* Task statement: Would you please return the lines of the entries below starting at the line that has "Query: bird's black wing" and ending at the line that has "Query: bird's black beak", both included, exactly as they are?

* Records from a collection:
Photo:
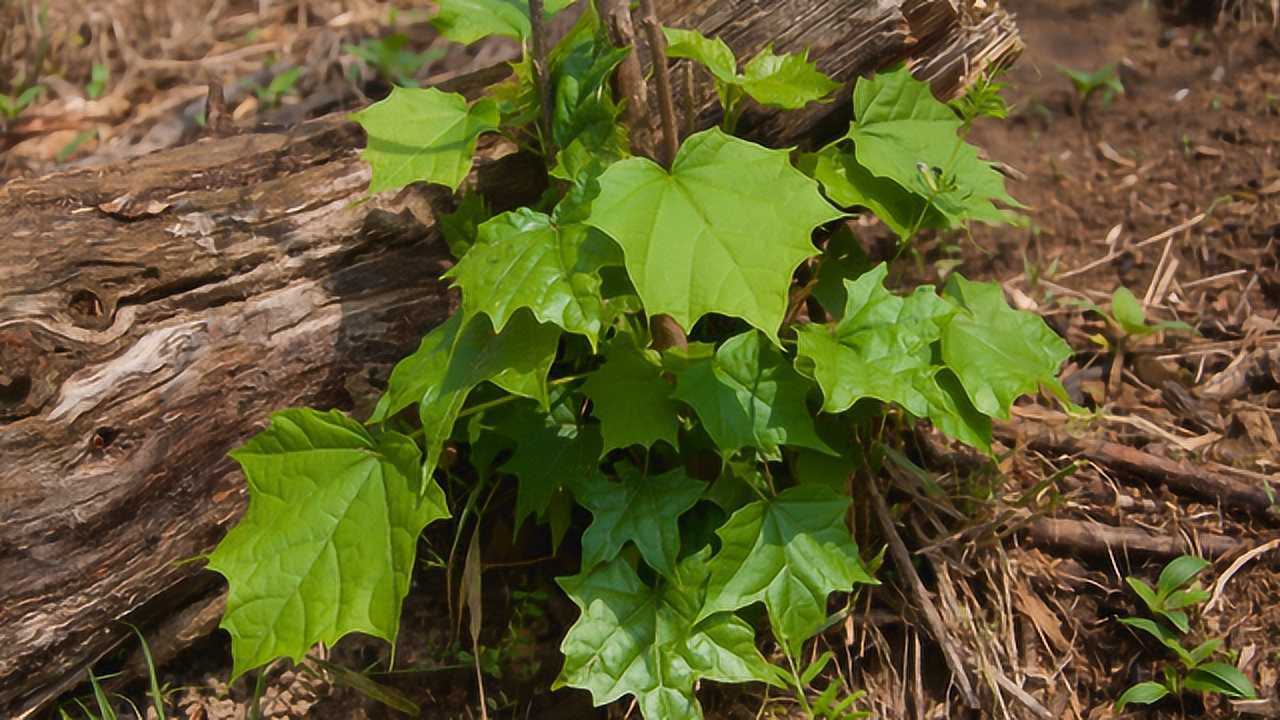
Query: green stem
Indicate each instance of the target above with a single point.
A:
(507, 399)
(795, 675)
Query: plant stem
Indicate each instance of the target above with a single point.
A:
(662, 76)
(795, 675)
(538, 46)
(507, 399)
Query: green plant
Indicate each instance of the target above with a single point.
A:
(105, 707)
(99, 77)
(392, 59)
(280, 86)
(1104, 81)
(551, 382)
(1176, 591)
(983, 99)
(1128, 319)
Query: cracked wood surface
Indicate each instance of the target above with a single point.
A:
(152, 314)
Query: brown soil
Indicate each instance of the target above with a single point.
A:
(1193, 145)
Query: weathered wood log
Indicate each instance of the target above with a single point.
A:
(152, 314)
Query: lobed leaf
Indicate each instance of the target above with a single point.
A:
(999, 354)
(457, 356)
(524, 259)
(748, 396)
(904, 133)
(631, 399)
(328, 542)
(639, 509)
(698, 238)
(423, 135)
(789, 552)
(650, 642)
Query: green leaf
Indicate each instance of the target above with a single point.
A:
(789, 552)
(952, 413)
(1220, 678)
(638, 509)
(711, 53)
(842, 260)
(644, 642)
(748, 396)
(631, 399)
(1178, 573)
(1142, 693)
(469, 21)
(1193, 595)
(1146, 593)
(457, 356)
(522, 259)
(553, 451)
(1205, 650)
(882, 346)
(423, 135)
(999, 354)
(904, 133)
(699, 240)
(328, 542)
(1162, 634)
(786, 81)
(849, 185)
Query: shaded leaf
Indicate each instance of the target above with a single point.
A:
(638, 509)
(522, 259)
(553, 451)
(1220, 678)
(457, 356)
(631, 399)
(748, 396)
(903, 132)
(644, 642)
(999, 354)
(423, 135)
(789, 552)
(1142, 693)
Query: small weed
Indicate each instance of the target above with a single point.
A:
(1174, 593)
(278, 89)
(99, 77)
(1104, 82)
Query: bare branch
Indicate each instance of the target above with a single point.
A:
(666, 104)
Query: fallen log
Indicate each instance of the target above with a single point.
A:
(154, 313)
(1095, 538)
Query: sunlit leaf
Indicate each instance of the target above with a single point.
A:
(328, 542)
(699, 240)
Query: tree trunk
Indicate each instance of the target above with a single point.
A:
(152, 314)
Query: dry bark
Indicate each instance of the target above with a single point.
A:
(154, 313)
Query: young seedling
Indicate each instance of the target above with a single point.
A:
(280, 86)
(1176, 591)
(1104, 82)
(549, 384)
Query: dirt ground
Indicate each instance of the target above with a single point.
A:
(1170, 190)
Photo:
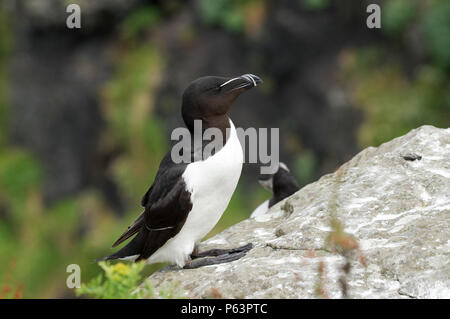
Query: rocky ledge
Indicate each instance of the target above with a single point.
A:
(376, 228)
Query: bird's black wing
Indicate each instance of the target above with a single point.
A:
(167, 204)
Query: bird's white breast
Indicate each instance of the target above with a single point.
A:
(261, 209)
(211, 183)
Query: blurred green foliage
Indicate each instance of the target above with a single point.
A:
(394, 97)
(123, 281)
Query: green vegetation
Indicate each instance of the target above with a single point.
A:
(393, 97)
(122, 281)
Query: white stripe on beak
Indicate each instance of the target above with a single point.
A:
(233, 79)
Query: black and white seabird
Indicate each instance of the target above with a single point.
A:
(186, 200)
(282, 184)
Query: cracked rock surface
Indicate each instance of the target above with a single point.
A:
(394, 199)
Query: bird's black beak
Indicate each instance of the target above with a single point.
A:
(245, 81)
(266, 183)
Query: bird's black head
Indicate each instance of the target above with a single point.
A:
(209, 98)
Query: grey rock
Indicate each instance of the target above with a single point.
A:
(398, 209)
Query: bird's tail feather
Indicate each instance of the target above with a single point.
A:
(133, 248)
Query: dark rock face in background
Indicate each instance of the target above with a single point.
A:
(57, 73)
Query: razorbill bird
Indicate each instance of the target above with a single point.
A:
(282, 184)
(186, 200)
---
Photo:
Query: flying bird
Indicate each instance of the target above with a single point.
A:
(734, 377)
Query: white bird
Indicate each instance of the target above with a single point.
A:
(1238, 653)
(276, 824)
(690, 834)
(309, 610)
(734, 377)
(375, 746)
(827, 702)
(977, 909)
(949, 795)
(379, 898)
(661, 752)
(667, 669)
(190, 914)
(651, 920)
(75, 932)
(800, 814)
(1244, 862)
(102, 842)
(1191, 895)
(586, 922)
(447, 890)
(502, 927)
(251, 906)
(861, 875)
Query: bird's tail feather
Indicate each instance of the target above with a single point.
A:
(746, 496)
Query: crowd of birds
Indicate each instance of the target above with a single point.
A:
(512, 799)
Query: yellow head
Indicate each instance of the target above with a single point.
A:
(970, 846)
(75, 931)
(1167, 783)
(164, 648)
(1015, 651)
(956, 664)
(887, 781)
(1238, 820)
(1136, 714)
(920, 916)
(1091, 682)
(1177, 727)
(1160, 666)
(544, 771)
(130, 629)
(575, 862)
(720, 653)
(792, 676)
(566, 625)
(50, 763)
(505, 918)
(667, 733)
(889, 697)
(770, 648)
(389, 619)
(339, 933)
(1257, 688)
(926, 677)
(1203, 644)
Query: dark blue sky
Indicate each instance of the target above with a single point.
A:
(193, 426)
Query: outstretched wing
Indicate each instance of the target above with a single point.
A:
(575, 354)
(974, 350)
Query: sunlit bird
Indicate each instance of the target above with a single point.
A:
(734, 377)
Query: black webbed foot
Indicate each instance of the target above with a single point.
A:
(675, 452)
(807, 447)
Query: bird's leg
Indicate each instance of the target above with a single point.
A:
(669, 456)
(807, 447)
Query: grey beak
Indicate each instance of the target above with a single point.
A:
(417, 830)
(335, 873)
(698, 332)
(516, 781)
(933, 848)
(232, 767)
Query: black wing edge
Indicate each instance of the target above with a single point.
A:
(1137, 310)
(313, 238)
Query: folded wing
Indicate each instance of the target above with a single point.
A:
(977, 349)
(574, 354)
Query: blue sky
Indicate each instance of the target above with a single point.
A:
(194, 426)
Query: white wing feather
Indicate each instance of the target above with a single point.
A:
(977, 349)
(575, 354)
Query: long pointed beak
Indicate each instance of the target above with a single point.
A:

* Answer for this exercise:
Query: bird's black wing
Indicate each instance of the target above with a single point.
A:
(167, 204)
Query: bird's white breast
Indicate each instance of the target above with a single point.
A:
(261, 209)
(211, 183)
Query: blurred green foliage
Indicate each instance of the target above with a single point.
A:
(394, 97)
(123, 281)
Query: green vegetation
Indicate each instance of the target above with a single point.
A:
(393, 97)
(122, 281)
Query: white stripe on beak
Indicate each instance of the target above with a single point.
A:
(233, 79)
Query: black and white seabird
Indicate each instance of the target above with a single point.
A:
(186, 200)
(282, 184)
Query: cracked rock surface
Indicate each instance of the target above with a single point.
A:
(394, 199)
Query: bird's black beak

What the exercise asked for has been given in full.